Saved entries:
§
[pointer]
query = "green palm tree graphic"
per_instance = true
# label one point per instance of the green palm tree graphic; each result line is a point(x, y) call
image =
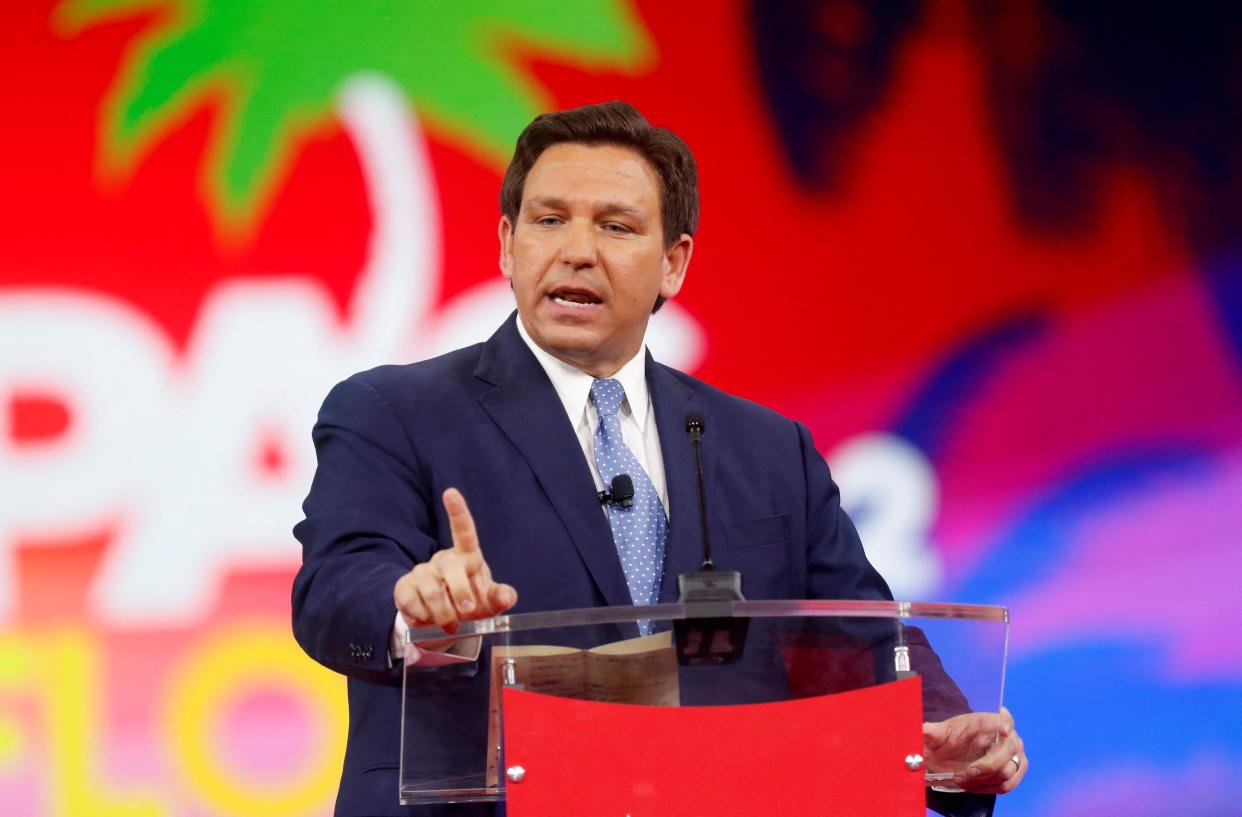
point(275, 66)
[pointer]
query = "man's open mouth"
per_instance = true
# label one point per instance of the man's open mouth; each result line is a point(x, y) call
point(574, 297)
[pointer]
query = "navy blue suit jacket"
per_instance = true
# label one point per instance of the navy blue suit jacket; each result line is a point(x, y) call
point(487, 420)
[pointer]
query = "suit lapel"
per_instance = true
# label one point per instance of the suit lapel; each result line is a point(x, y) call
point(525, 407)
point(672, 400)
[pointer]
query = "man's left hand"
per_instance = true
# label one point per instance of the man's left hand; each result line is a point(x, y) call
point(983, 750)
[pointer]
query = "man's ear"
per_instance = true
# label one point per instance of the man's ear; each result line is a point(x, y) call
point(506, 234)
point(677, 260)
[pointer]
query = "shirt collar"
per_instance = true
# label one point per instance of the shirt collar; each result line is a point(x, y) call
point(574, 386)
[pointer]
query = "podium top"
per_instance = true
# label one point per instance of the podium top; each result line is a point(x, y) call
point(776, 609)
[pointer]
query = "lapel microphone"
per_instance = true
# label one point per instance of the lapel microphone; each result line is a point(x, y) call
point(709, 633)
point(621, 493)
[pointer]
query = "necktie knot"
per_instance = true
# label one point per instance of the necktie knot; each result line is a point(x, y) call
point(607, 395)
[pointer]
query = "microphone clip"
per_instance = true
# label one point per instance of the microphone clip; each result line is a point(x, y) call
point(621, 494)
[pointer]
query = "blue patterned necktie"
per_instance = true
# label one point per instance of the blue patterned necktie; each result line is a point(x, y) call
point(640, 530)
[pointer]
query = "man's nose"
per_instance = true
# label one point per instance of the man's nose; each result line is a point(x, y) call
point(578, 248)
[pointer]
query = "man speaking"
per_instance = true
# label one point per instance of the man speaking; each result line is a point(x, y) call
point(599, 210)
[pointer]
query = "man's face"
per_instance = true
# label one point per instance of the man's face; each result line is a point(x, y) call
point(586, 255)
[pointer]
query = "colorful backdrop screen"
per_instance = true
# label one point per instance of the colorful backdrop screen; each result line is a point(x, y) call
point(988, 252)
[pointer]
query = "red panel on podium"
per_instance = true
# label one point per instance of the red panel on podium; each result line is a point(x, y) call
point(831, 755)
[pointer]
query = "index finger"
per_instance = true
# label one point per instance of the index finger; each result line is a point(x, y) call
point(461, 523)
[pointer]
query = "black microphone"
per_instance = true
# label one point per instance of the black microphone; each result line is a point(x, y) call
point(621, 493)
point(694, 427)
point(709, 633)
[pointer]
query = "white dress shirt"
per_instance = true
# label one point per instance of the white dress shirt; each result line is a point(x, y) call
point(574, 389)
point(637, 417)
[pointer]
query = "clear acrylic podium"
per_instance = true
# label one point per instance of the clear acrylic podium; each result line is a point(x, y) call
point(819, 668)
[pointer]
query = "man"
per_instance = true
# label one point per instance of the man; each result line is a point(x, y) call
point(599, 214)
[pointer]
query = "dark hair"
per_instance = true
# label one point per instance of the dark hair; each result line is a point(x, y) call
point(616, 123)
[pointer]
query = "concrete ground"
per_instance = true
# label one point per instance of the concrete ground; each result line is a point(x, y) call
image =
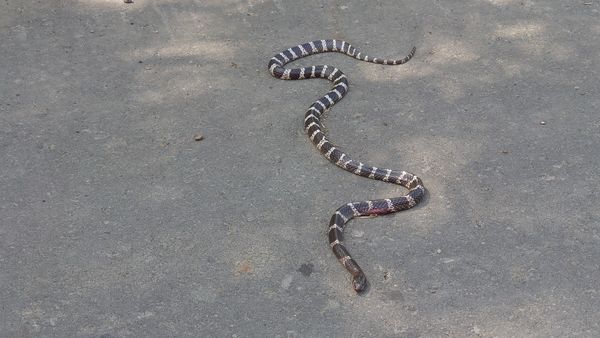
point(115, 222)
§
WORK INSTRUCTION
Print the records above exactly, minus pictures.

REPLY
[pointer]
query = "green palm tree graphic"
per_instance = true
# label one point per instance of the green palm tree graphic; each result line is a point(x, y) call
image =
point(275, 66)
[pointer]
query = "man's open mouth"
per_instance = true
# label one point per instance of the man's open mouth; each result line is a point(x, y) call
point(574, 297)
[pointer]
query = "navy blue suit jacket"
per_instance = true
# label one point per instance of the navy blue suit jacket; each result line is a point(x, y) call
point(487, 420)
[pointer]
query = "suit lapel"
per_instance = true
# label one point per instance of the suit lapel; each result line is a point(x, y) call
point(525, 407)
point(672, 400)
[pointer]
query = "man's left hand"
per_instance = true
# label one point per instance of the man's left hand; each result line is a point(x, y) call
point(983, 750)
[pointer]
query = "man's ear"
per_instance = true
# label one point per instance of the man's ear; each result line is a point(x, y) call
point(506, 234)
point(677, 260)
[pointer]
query = "shirt collar"
per_instance = true
# label one point per instance of the shirt collar; each result line is a point(x, y) call
point(574, 386)
[pointer]
query = "podium top"
per_instance = true
# label one point per instance of the podium top; each result line is a point(x, y) call
point(776, 609)
[pointer]
query = "lapel microphone"
per_instance = true
# label one point per instance of the lapel microphone; each result line is a point(x, y) call
point(709, 633)
point(621, 493)
[pointer]
query = "necktie knot"
per_instance = true
# label one point per instance of the necktie knot; each result line is a point(x, y) call
point(607, 395)
[pointer]
query = "microphone clip"
per_instance = true
# label one point per instance of the microphone clip; each result line is a point(x, y) call
point(621, 494)
[pointer]
query = "blue patterned necktie"
per_instance = true
# label one point per instance of the blue patterned necktie; each result line is a point(x, y) call
point(640, 530)
[pointer]
query = "man's nose"
per_instance = true
# label one point per instance of the man's nose; each result line is a point(x, y) call
point(578, 248)
[pointer]
query = "man speaking"
per_instance = true
# label one point per instance of the man speaking; each result line is a point(x, y) call
point(599, 210)
[pointer]
query = "man's face"
per_instance = true
# label one point per instance of the man's face; each result line is a point(x, y) call
point(586, 255)
[pointer]
query = "colorful backdrop screen"
per_instance = true
# label one point per instance of the colorful backdrop screen; each result line is a point(x, y) call
point(988, 252)
[pointer]
query = "red panel on podium"
per_instance = true
# label one point per instance of the red panel on podium; each result line is a point(x, y) call
point(831, 755)
[pointer]
query = "index finger"
per_instance = true
# label one point per instance of the index finger; each result line is a point(x, y) call
point(461, 523)
[pointer]
query = "black microphone"
per_instance = true
# label one point per instance of the black microphone; each result line is a point(x, y) call
point(621, 493)
point(694, 427)
point(709, 633)
[pointer]
query = "white dress shirt"
per_instance = true
# label one point per instance of the white dress shirt; each result line is a point(x, y) call
point(574, 389)
point(637, 417)
[pointer]
query = "clear acrylic podium"
per_instance = true
# label one point per instance of the clear acrylic podium; each result line is a point(x, y) call
point(819, 668)
[pointer]
query = "man"
per_instance = true
# label one point per instance of the man; each result line is a point(x, y) call
point(599, 214)
[pointer]
query = "dark hair"
per_instance = true
# label one point per instance of the dark hair; each result line is a point(x, y) call
point(616, 123)
[pointer]
query = "concrete ground"
per_instance = true
# label one point per instance of the concrete ground; each result line is a point(x, y) call
image =
point(115, 222)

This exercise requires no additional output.